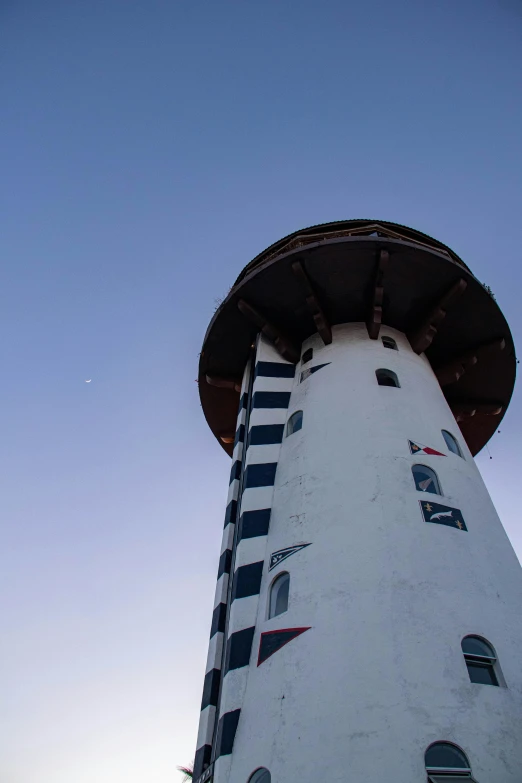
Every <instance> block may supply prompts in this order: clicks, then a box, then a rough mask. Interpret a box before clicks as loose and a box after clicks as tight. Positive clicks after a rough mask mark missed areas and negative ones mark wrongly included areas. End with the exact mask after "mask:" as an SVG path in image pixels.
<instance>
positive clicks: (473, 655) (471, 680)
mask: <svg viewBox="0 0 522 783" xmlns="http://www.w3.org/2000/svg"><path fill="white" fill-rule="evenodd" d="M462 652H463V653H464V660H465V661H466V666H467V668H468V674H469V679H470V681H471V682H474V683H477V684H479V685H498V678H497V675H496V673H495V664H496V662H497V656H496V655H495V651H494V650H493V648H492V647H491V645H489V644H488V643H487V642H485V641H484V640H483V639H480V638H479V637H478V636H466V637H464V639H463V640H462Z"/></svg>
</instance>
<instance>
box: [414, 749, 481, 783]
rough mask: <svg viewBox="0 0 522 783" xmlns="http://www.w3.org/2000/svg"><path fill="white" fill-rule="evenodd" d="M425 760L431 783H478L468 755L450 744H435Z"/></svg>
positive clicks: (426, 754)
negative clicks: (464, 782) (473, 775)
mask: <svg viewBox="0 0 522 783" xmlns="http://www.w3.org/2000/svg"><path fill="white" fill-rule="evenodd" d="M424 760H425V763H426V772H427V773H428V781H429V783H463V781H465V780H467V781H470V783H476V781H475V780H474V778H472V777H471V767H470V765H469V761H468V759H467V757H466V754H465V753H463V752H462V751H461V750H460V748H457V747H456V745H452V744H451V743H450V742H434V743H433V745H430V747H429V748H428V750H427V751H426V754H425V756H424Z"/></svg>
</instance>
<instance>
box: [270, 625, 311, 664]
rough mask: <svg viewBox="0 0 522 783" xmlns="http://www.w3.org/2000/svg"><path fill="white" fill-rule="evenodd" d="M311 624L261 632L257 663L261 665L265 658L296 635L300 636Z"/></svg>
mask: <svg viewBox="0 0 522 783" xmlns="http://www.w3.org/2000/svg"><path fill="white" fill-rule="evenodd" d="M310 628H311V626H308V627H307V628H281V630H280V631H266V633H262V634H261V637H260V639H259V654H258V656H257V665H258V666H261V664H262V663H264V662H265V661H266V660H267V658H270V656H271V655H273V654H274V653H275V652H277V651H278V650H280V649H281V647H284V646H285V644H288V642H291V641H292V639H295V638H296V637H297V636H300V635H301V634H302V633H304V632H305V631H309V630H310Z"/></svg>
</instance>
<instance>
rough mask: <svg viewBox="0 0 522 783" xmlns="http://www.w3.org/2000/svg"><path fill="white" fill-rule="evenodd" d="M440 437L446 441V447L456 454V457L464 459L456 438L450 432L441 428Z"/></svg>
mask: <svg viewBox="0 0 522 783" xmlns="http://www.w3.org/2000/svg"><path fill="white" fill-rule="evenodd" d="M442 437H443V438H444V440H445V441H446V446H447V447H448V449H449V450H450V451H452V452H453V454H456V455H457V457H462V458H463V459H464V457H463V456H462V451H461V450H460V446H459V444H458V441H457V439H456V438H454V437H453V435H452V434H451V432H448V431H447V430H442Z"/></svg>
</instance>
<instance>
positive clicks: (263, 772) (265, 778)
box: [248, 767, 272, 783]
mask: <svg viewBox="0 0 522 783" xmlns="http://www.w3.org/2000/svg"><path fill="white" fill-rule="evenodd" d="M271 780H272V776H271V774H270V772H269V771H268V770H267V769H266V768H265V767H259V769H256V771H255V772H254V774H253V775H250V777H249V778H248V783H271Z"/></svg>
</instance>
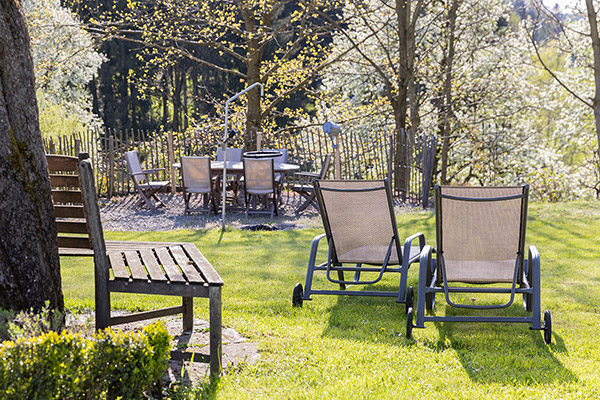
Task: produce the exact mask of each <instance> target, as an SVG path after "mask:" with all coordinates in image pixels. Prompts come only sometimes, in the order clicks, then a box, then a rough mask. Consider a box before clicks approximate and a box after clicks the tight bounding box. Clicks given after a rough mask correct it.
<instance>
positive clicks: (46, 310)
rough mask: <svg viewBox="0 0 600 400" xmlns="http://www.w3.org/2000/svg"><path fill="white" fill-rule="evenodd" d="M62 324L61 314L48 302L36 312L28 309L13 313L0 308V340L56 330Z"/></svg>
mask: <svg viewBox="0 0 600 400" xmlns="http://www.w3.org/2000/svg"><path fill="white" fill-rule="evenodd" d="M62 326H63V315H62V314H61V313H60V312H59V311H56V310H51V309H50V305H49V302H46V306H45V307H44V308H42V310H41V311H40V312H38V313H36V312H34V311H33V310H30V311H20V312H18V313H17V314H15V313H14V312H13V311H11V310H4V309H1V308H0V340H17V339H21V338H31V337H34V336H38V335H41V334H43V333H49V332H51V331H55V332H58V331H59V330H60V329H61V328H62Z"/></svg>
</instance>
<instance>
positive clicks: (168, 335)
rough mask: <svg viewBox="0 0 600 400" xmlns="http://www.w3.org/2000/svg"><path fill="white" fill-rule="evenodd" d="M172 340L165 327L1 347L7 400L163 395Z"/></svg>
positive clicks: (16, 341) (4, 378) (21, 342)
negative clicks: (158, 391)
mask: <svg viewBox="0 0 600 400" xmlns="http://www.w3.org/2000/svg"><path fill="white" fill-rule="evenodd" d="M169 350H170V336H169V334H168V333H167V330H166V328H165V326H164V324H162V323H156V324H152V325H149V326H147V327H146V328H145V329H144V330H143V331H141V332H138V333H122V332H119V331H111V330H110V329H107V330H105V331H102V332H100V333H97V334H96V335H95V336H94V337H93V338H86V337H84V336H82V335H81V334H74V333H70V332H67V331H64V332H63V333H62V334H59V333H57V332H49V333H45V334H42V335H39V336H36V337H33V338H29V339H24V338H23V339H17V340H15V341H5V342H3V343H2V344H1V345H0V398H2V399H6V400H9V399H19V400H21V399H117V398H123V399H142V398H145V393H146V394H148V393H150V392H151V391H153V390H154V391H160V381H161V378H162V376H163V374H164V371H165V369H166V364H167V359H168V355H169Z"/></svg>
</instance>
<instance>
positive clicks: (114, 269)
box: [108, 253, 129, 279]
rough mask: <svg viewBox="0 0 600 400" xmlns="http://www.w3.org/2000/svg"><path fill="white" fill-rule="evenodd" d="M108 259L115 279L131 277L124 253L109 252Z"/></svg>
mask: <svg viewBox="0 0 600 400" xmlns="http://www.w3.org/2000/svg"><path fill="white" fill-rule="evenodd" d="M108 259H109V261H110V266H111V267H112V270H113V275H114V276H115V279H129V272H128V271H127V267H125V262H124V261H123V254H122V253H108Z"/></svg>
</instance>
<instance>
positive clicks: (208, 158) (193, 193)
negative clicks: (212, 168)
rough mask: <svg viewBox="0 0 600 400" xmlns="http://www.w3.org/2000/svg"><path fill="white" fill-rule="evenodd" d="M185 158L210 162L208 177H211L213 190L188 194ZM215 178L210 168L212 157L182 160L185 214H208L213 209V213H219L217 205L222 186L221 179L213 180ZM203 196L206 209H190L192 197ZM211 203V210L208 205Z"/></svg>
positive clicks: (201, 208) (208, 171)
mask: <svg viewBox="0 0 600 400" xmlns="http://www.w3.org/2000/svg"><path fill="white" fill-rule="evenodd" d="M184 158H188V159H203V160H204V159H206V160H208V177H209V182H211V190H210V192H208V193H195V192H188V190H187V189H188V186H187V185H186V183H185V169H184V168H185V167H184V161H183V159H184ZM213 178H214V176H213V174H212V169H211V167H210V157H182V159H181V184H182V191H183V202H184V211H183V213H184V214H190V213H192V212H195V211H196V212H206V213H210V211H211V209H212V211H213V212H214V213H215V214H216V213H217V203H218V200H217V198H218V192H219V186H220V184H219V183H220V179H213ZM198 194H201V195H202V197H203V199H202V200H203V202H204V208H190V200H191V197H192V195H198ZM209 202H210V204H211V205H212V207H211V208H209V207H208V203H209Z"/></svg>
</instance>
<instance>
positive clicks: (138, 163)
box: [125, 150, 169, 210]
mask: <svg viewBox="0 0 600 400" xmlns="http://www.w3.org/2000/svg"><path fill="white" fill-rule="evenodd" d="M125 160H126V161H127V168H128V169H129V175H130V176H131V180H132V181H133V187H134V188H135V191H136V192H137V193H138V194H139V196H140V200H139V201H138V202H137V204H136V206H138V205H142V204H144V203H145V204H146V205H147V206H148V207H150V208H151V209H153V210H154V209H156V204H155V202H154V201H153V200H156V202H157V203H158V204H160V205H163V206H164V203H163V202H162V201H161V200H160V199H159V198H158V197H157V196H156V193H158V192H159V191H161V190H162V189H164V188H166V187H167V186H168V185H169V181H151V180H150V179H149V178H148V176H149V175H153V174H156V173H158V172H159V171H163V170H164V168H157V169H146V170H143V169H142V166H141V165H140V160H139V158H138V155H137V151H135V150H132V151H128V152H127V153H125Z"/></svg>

### The problem
How many lines of the data above contain the word "negative"? Give only the number.

### Solved exercise
4